_Problem requirements:_ Copy out only those lines running from the line with "Task: pointing. Mark each instance of the blonde" to the end of the listing, keeping each one exactly as it is.

_Records for this task:_
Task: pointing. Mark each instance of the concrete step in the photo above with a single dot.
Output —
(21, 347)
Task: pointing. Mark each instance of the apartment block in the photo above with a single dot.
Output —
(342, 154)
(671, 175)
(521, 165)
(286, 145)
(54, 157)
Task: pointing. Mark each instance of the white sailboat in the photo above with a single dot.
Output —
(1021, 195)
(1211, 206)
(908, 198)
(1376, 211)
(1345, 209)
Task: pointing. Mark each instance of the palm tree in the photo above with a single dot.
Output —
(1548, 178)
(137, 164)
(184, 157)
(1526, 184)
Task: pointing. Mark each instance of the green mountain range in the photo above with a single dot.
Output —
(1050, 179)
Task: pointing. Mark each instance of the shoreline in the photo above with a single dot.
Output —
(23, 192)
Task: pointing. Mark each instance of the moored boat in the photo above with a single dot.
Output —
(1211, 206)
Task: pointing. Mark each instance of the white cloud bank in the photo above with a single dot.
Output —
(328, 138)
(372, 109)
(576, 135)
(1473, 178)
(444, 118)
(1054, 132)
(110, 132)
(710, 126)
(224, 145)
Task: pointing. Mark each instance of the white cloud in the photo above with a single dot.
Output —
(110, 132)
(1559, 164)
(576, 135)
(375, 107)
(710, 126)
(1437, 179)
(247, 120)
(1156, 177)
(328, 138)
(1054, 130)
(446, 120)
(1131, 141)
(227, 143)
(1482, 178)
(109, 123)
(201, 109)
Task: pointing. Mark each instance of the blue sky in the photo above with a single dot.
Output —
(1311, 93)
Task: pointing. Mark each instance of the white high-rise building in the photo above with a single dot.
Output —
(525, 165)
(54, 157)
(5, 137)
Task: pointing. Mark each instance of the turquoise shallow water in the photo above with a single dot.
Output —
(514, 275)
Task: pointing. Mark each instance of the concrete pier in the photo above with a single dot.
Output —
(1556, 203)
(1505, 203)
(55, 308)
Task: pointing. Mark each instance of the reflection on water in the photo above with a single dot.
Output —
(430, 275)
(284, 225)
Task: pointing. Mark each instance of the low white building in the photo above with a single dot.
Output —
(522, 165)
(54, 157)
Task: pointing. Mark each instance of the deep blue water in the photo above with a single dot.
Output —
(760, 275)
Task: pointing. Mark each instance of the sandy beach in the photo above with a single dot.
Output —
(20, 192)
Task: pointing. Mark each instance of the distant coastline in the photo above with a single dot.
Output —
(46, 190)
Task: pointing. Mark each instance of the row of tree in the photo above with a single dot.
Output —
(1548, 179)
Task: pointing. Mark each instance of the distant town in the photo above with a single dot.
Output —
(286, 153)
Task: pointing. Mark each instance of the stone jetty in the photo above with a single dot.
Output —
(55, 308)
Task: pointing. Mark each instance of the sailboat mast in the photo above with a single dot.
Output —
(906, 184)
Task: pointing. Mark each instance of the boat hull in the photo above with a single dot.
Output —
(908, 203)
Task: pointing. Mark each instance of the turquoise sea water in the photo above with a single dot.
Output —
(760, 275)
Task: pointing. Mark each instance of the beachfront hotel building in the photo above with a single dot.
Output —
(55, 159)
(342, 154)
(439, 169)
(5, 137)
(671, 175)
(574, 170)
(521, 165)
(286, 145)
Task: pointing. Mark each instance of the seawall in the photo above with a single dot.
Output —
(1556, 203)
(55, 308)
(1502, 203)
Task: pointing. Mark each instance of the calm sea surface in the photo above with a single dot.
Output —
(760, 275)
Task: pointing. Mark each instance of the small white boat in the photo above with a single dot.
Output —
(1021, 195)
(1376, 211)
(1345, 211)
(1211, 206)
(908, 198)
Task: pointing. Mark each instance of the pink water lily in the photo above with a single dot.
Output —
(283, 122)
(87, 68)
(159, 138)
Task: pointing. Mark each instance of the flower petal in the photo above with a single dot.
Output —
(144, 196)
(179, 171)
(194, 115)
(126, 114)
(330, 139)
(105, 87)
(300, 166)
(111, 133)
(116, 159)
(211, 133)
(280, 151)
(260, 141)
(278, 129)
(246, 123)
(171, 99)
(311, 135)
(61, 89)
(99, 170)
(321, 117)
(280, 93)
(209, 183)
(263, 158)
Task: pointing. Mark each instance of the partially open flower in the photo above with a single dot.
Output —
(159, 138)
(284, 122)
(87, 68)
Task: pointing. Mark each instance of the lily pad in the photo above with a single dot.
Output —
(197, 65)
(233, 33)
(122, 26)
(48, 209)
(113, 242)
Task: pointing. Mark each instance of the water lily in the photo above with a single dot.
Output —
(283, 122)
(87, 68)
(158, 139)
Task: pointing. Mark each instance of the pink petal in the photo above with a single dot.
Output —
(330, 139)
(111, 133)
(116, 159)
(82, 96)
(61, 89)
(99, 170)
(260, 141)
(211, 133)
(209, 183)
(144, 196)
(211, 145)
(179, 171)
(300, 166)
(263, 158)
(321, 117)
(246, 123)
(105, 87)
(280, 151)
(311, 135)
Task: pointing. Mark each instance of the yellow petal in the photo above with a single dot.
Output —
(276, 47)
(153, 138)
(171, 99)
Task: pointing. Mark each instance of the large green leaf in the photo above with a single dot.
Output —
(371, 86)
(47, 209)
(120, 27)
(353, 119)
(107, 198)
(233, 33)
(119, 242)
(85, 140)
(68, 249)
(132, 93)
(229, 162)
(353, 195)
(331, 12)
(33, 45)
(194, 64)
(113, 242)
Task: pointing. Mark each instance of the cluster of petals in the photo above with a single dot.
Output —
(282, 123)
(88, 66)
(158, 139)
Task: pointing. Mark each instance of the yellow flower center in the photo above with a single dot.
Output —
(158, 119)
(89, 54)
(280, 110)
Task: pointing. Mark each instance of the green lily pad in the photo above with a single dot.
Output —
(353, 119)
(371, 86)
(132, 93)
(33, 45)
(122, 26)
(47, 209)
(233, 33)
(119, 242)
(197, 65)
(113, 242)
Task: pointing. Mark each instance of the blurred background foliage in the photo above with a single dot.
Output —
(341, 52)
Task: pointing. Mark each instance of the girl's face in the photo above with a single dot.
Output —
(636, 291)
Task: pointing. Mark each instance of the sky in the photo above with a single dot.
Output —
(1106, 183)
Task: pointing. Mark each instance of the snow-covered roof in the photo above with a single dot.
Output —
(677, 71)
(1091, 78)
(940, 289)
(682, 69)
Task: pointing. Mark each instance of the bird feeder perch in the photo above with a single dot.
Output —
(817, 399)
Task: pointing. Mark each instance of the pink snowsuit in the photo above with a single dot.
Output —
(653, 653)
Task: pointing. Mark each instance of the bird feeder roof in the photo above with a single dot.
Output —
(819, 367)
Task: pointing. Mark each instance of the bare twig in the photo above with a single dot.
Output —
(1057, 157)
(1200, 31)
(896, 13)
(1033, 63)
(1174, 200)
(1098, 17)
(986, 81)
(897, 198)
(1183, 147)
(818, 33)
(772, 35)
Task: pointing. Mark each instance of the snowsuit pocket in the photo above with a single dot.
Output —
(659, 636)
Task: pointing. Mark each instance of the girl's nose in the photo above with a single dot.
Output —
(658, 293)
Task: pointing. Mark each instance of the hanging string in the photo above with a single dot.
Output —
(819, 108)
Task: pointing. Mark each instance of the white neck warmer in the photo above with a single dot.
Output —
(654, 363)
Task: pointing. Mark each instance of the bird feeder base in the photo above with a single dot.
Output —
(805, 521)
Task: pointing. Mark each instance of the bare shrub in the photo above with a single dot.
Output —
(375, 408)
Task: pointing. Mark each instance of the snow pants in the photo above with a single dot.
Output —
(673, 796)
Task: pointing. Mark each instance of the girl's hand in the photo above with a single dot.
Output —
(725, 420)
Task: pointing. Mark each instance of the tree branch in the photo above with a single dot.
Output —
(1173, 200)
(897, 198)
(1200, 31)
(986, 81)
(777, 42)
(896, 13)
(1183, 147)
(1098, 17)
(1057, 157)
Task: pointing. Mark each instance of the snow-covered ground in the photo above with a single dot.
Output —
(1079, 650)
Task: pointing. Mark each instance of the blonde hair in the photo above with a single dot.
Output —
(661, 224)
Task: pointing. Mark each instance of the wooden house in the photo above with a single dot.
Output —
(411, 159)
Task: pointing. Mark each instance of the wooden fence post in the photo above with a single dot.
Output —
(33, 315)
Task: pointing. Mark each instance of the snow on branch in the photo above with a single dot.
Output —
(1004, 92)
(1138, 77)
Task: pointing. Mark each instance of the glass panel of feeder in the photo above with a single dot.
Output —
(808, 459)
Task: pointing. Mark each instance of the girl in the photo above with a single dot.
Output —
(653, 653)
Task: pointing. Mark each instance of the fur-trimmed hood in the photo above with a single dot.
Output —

_Solution to this exercise:_
Task: pointing. Mark each instance of the blonde hair in the photo above with a single dot.
Output —
(661, 224)
Task: pointing. Mark each instance of the wooden house in the photo above with a single dot.
Output —
(411, 159)
Task: pointing. Mark each instance of the wooden fence post in the photo above with a single dot.
Output —
(33, 315)
Task: pointing. Mark each instance of the snow on branch in the photo above with a single dot.
Output —
(1004, 92)
(1138, 77)
Task: pointing. Mark each instance of the glass panel of feeder in the photo above with a single dot.
Output —
(808, 459)
Task: pointing. Mark each instance of the girl in the photo above with a single dot.
Output —
(653, 653)
Task: pointing. Mark each instance of the fur-trimmed hood in the photo above with a single dot.
Output —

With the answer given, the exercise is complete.